Source passage:

MongoDB performance SSDs vs Spindle SAS Drives

By David Mytton,
CEO & Founder of Server Density.

Published on the 6th August, 2012.

For the storage of the historical time series data for our server monitoring service, Server Density, we have a cluster of MongoDB servers running across 2 data centres with Softlayer. There are 8 dedicated servers split into 4 shards with 2 nodes per shard (one per data centre). All 8 are of identical specification: Intel Xeon-SandyBridge E3-1270-Quadcore, 16GB RAM and 2Gbps networking running Ubuntu 10.04 LTS and MongoDB 2.0.6.

We initially deployed these machines using 100GB SSDs; specifically RealSSD P300 MTFDDAC100SAL-1N1AA. However, with significantly increasing data volume we needed to decide how to scale the data storage requirements – by adding new shards or by upgrading the disks on the machines. We wanted to see what kind of MongoDB performance SSDs would provide.

Larger SSDs are expensive, so we wanted to see what kind of performance impact we would see by replacing the SSDs with spinning disks. This would give us more room on the vertical scaling option (cheaper) before we needed to add more machines/shards and scale horizontally (more expensive). We expected some performance hit (obviously) but wanted actual metrics to understand the tradeoffs and make an informed decision.

So, we reprovisioned our MongoDB secondaries with Seagate Cheetah 15k SAS drives in RAID0 (speed, not redundancy) so we could test against real data (benchmarks against test/dummy data would not answer our questions). We chose these because they’re the fastest Softlayer offer, and have the same interface speed as the SSDs (6GB/s). These drives start at 73.4GB but go up to 600GB, which would allow us to keep the vertical scaling plan. We also set up another test with SSDs in RAID0 so we were comparing the equivalent setup, both using an Adaptec RAID controller.

Note that RAID0 doesn’t provide redundancy so a disk failure would take the node offline. We achieve redundancy through the MongoDB replica set instead.

Dataset rows:

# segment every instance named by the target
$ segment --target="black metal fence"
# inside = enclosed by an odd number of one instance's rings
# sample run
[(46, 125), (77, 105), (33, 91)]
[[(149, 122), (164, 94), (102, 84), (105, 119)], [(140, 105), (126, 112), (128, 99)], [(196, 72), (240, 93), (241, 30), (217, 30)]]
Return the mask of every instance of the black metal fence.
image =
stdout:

Exercise task:
Reproduce word for word the stretch of the MongoDB disk comparison from "Note that RAID0" through "replica set instead.".

Complete answer:
Note that RAID0 doesn’t provide redundancy so a disk failure would take the node offline. We achieve redundancy through the MongoDB replica set instead.